Saved entries
+-------+
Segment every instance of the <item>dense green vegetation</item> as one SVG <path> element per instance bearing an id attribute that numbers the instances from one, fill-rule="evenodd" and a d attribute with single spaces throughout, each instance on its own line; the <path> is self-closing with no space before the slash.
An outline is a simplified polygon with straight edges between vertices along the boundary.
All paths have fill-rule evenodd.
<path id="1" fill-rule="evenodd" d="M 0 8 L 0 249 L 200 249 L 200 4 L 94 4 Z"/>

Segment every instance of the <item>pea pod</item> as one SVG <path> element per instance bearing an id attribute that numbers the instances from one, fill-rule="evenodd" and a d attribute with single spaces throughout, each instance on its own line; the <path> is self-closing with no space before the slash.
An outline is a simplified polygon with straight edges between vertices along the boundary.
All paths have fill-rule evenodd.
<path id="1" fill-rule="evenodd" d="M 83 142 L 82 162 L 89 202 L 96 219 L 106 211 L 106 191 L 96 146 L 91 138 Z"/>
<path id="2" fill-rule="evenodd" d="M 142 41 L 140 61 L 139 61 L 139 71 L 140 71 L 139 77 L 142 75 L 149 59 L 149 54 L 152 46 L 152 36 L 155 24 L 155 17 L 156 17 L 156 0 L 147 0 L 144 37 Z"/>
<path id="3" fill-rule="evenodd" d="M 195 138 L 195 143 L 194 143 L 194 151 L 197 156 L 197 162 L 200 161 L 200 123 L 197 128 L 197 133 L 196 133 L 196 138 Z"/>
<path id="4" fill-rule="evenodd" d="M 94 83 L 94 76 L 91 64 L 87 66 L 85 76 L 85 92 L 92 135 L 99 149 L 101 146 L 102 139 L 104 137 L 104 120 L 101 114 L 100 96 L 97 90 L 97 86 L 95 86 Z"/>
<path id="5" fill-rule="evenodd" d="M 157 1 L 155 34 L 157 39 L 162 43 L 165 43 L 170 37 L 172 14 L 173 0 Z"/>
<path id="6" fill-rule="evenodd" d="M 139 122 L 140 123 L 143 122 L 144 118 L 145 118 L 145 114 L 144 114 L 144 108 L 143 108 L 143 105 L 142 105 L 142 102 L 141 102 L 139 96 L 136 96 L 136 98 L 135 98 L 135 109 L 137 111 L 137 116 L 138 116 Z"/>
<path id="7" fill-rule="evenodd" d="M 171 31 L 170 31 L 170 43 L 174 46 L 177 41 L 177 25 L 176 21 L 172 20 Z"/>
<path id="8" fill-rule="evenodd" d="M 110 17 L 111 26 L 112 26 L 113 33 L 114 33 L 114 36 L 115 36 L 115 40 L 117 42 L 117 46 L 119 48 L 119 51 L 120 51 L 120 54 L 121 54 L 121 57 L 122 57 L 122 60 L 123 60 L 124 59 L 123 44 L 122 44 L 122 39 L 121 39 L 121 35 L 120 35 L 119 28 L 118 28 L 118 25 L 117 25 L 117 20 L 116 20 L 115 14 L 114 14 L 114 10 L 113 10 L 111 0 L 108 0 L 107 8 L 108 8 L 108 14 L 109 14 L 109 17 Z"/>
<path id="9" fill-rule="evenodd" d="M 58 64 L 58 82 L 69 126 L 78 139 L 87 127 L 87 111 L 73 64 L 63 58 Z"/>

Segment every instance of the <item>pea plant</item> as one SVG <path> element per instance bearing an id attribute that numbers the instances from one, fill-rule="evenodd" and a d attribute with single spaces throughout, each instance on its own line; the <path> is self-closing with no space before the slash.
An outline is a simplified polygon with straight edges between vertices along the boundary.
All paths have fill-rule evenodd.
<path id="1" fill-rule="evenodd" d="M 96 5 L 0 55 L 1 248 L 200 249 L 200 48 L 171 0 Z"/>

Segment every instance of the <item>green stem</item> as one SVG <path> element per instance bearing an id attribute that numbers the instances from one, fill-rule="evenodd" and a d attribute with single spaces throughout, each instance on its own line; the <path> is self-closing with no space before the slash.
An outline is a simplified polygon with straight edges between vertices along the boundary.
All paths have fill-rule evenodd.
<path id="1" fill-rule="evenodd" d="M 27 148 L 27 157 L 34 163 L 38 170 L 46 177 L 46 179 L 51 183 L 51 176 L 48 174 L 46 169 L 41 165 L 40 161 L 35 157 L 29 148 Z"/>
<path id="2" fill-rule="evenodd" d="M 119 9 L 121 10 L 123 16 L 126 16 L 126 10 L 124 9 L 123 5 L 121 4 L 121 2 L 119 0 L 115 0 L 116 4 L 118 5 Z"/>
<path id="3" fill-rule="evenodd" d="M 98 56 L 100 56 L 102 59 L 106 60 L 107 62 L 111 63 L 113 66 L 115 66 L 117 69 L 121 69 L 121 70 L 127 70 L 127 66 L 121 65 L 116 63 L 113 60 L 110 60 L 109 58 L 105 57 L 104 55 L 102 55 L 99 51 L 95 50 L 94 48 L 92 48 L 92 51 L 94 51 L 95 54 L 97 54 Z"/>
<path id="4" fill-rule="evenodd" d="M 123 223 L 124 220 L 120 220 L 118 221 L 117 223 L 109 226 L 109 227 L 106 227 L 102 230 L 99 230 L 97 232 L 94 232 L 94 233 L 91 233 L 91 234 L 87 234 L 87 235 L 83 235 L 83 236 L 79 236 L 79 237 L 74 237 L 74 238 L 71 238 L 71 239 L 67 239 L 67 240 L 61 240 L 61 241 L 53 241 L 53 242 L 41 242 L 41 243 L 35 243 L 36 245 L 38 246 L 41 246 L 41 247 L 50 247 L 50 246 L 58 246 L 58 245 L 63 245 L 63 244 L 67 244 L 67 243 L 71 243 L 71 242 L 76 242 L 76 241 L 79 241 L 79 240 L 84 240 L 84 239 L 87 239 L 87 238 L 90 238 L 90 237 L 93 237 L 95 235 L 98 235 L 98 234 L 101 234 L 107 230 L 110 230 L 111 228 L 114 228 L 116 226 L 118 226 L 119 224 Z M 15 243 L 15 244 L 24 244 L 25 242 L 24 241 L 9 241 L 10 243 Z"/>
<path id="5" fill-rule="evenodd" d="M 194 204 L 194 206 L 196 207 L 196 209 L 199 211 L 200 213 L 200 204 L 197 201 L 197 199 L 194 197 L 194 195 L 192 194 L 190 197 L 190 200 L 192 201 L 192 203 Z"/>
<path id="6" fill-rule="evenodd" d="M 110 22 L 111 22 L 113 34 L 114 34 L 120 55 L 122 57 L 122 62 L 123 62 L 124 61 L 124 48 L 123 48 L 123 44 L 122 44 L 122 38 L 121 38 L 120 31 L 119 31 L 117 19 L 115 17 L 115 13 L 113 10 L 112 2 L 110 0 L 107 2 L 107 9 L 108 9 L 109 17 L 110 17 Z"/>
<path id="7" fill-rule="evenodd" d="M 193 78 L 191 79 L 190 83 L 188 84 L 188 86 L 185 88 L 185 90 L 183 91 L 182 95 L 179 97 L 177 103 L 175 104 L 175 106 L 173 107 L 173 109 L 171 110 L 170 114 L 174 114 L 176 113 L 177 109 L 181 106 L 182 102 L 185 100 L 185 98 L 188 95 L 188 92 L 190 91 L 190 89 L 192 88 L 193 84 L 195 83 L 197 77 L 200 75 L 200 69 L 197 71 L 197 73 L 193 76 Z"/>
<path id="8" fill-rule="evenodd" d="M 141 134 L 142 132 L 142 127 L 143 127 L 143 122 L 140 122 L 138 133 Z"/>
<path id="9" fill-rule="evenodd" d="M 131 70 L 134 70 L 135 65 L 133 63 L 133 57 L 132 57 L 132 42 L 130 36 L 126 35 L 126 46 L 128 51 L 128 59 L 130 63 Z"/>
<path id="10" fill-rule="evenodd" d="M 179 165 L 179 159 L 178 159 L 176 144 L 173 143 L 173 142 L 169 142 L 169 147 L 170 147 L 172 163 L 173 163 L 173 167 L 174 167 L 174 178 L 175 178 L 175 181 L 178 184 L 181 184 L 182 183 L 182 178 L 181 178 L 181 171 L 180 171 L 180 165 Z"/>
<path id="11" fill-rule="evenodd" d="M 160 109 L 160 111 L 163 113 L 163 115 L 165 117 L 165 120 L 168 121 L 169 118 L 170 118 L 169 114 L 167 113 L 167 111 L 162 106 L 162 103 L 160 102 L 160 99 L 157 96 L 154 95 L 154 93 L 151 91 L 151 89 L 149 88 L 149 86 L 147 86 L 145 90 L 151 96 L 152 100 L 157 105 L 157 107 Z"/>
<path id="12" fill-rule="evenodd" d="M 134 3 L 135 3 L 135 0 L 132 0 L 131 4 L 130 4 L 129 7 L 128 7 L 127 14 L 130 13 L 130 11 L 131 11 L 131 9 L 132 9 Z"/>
+-------+
» **Exercise**
Please filter the entries above down to the lines holding "green" and copy them.

» **Expected answer**
Segment every instance of the <item>dense green vegetation</item> as one SVG <path> element per instance bearing an id attribute that numbers the instances from one, fill-rule="evenodd" and a d attribute with single spaces throughout, each instance on its own line; the <path> is self-closing with no space before the slash.
Segment every instance of the <item>green stem</item> as one SVG <path> element per instance bearing an id attribute that numbers the instances from one, fill-rule="evenodd" and a d attribute with single spaces throughout, each instance on its own line; the <path> is self-closing with no space before the slash.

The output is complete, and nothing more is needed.